_What the task asks_
Where the string "with" shows up in a line of the records, copy that line.

_Material provided_
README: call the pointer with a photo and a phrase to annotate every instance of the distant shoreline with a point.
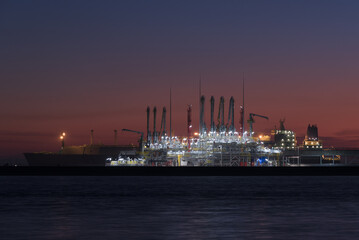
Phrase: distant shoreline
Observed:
(182, 171)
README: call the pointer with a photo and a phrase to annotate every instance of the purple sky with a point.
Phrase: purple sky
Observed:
(79, 65)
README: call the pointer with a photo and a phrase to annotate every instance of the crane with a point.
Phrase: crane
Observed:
(141, 139)
(251, 121)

_Task result_
README: call the pointer with a photo and a phrase to annotate every instance of the distant shoreline with a point.
README: call the pointer with a photo and a phrase to annotate every instance of the purple sky with a point.
README: call the pointer with a photo and a phrase to annotate every instance of the crane with a point.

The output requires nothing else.